WHAT THIS TASK INVOLVES
Would you copy only the lines below, from the one containing "Where can the dandelion-like" through the very last one, leaving the pictures out?

# start of INFORMATION GIVEN

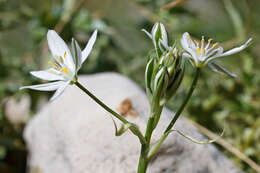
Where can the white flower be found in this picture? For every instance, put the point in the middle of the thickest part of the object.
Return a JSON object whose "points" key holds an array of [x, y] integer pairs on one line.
{"points": [[159, 37], [201, 53], [65, 65]]}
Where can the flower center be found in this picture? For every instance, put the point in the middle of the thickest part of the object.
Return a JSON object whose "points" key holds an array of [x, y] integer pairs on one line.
{"points": [[203, 49]]}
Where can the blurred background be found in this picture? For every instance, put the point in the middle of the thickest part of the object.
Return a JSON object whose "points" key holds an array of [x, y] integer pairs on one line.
{"points": [[122, 47]]}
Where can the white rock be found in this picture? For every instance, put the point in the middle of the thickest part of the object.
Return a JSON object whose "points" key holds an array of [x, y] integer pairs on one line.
{"points": [[75, 135]]}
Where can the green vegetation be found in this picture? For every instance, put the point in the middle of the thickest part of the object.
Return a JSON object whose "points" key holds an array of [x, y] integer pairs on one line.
{"points": [[122, 47]]}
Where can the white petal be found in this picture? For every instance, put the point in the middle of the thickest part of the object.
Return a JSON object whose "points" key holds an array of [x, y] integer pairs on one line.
{"points": [[59, 91], [45, 87], [213, 54], [76, 53], [164, 34], [186, 55], [165, 45], [89, 46], [58, 48], [46, 75], [237, 49], [220, 69], [147, 33]]}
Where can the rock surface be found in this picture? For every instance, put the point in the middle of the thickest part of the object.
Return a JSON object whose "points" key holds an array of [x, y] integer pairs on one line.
{"points": [[75, 135]]}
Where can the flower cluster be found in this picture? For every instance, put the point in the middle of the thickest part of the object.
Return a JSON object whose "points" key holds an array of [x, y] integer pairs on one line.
{"points": [[201, 53], [164, 71]]}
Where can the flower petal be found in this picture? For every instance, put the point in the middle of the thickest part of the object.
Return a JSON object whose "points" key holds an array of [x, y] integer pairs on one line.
{"points": [[46, 75], [45, 87], [147, 33], [220, 69], [59, 48], [59, 91], [237, 49], [89, 46], [76, 53]]}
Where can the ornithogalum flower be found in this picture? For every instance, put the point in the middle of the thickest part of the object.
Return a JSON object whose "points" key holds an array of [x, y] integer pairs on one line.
{"points": [[65, 65], [159, 38], [201, 53]]}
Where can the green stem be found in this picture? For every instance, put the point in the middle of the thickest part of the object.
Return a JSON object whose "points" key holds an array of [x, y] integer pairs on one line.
{"points": [[143, 160], [184, 103], [177, 115], [133, 128]]}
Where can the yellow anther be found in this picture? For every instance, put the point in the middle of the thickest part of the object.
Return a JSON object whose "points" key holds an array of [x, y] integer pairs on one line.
{"points": [[65, 70], [215, 44], [197, 43]]}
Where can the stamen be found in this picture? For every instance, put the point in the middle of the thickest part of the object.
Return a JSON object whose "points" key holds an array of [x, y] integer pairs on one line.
{"points": [[65, 70], [52, 64], [196, 42], [58, 59], [53, 72]]}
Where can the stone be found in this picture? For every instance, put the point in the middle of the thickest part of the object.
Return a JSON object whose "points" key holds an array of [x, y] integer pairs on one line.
{"points": [[75, 135]]}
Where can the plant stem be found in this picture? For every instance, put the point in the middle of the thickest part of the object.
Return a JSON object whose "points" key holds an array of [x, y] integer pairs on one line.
{"points": [[143, 160], [133, 128], [184, 103], [176, 116]]}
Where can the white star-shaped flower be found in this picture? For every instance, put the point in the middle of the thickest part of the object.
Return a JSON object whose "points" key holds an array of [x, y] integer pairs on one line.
{"points": [[65, 65], [202, 53]]}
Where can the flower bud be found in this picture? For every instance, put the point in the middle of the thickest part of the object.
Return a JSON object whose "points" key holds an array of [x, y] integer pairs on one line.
{"points": [[163, 76], [159, 38]]}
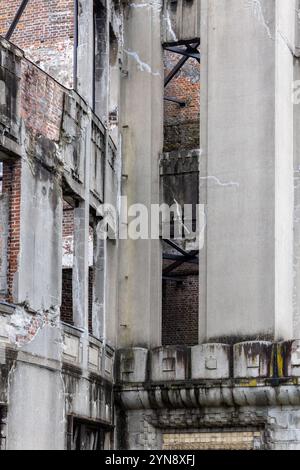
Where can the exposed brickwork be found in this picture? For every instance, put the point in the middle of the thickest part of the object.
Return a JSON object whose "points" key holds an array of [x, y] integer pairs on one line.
{"points": [[11, 186], [66, 310], [45, 32], [68, 220], [91, 291], [41, 102], [180, 310], [181, 132], [181, 125]]}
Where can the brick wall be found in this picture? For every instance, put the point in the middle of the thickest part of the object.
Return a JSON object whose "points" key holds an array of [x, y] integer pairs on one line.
{"points": [[181, 124], [180, 310], [11, 187], [45, 32], [181, 132], [66, 311], [67, 290], [41, 102]]}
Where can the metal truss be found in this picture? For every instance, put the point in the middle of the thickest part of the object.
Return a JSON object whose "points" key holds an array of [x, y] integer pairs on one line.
{"points": [[188, 51], [183, 257]]}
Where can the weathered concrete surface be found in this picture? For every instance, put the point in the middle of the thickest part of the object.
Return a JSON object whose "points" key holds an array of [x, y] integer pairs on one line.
{"points": [[247, 170], [142, 114]]}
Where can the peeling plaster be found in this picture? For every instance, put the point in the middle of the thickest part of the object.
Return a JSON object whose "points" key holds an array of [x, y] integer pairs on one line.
{"points": [[142, 66], [23, 327]]}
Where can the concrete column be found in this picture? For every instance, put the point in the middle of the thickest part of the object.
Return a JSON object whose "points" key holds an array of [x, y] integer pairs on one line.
{"points": [[142, 126], [246, 276], [81, 245], [99, 281], [85, 51]]}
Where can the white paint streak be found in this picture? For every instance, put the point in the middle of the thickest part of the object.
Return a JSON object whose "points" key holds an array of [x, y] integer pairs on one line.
{"points": [[257, 9]]}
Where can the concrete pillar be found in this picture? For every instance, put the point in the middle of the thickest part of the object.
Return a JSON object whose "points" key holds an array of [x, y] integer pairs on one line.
{"points": [[81, 244], [246, 275], [99, 279], [85, 51], [142, 126]]}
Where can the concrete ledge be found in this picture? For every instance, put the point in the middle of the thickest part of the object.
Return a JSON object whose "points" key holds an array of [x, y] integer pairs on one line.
{"points": [[210, 361], [288, 359], [170, 363], [252, 359], [182, 397]]}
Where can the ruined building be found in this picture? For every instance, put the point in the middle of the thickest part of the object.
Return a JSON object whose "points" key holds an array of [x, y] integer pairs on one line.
{"points": [[154, 342]]}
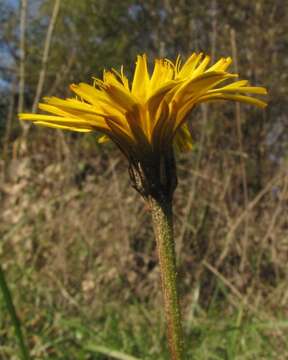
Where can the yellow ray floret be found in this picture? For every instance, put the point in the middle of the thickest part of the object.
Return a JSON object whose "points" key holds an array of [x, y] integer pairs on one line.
{"points": [[146, 117]]}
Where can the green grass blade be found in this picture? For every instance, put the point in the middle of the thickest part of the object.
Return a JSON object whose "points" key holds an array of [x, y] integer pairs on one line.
{"points": [[14, 318], [112, 353]]}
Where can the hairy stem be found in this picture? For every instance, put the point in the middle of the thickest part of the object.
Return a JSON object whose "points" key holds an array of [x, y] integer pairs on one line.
{"points": [[163, 227]]}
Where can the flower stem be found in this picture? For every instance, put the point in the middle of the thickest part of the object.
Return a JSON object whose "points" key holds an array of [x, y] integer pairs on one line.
{"points": [[14, 318], [163, 227]]}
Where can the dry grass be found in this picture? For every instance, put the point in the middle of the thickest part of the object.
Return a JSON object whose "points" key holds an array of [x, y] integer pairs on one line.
{"points": [[77, 243]]}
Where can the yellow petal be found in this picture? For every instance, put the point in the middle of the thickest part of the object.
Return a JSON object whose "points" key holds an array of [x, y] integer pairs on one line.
{"points": [[240, 98], [141, 78]]}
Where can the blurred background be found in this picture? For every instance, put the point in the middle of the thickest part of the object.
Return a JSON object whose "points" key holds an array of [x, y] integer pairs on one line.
{"points": [[76, 240]]}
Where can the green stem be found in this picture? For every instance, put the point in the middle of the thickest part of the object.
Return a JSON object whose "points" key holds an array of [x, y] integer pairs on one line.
{"points": [[14, 318], [163, 227]]}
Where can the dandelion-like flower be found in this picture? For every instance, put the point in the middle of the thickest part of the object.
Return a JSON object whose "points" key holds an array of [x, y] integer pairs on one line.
{"points": [[147, 120], [145, 117]]}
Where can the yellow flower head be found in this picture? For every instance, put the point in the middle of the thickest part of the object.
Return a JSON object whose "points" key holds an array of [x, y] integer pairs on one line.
{"points": [[145, 117]]}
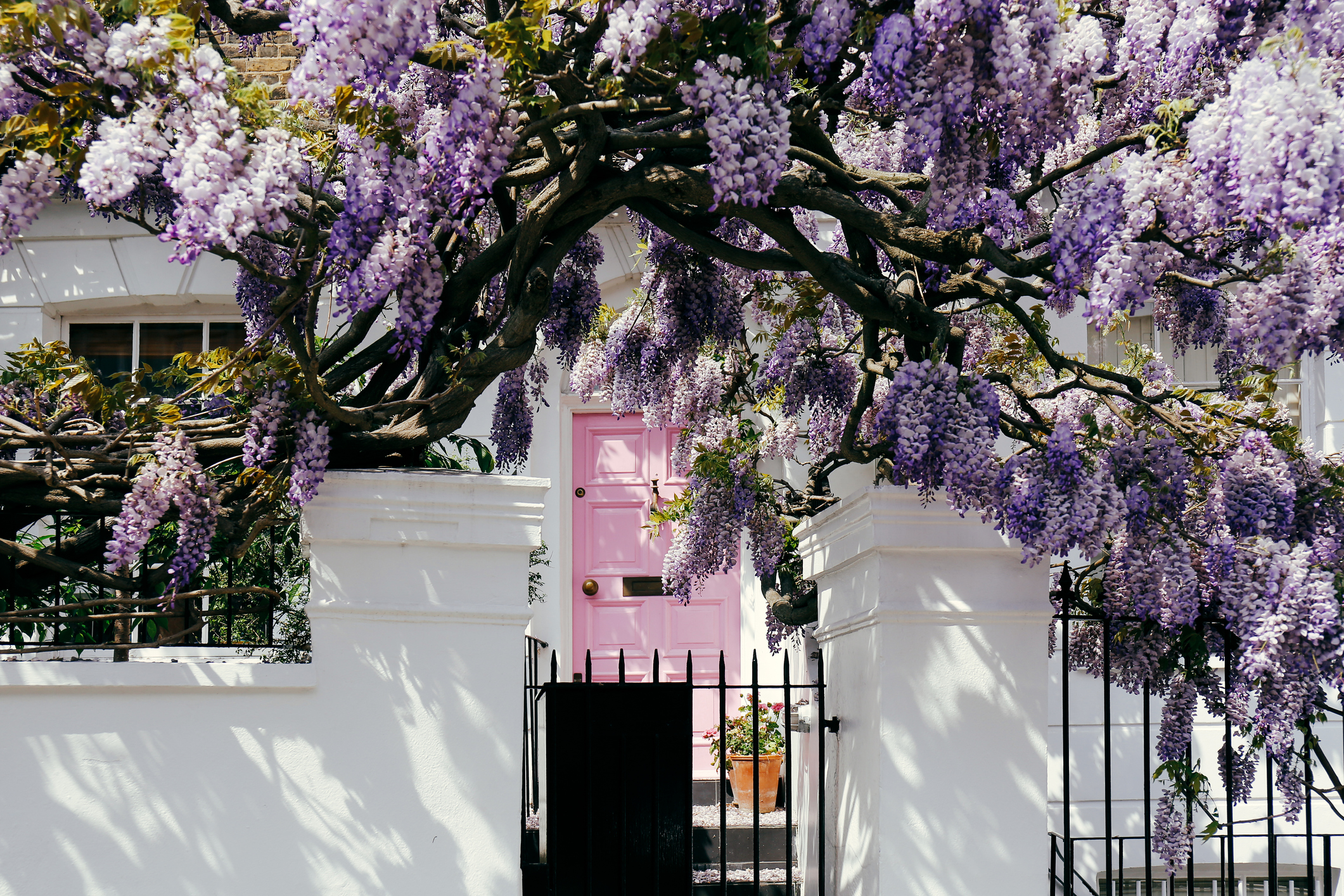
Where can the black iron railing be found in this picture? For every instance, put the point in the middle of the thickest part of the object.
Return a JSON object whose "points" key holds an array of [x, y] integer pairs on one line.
{"points": [[1220, 863], [788, 688]]}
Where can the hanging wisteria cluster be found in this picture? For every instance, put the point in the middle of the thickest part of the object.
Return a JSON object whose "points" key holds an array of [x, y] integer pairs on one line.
{"points": [[174, 478], [857, 223]]}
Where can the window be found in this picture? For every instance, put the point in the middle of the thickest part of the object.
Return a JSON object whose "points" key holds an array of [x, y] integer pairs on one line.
{"points": [[1195, 367], [118, 347], [1136, 330]]}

# end of INFORMATION GIVEN

WRITTEN RESPONSE
Where can the dandelion-like flower be found in this picture? For every instance, put the point in the middle of the thickest part of the object.
Return a JSON object whose "points" key holds an array of [x, y] integer pairs on one line.
{"points": [[147, 120], [145, 117]]}
Where can the yellow flower head be found in this picture? For every instance, put the point in the middle of the thickest part of the object.
Return a JSON object whose "points" key holds an array of [x, y] integer pairs on one line.
{"points": [[145, 117]]}
Where can the black iron railing be found in this picture? For every instance, put the point in the middle of the thickest part of the object.
Return a JSON object whose "points" key holds an array of [x, y] integer pairs on one line.
{"points": [[1220, 863], [788, 688]]}
Where can the hanging wisteria cluster be found in this picture? For every instance, put the point in the middle of the thickest part of the object.
Return a JSON object whose "points" key holds an array of [x, y] integer pairs on one line.
{"points": [[174, 478], [857, 223]]}
Where can the window be found in this picture? For every instance, put the point in the middle of the thickest part of the object.
Return a JSON object whose "points" key holds an array of [x, y] integer pairs on one line.
{"points": [[1195, 367], [118, 347], [1136, 330]]}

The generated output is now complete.